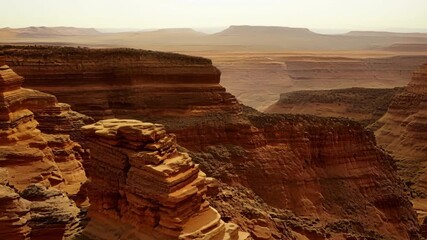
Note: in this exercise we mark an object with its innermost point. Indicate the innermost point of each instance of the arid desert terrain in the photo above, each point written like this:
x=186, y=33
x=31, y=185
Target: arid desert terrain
x=179, y=134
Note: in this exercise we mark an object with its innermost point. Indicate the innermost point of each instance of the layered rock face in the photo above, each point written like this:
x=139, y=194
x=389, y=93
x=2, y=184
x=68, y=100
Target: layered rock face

**WHAT NEEDS TO BE DONE**
Pictures are to be left out, while the records are copied word for word.

**EXERCISE RESULT**
Note: in this exercise we mark an object with its innermost point. Indicate the innermost point of each instance of the arid desert terrain in the photo above, each point written like this:
x=186, y=33
x=31, y=185
Target: arid desert terrain
x=179, y=134
Note: in this exercise we mark an object with its innermost point. Indicate the innermost point of each instance of the layered rock face in the photo above, each point written like this:
x=139, y=194
x=389, y=93
x=2, y=184
x=68, y=100
Target: layered rock face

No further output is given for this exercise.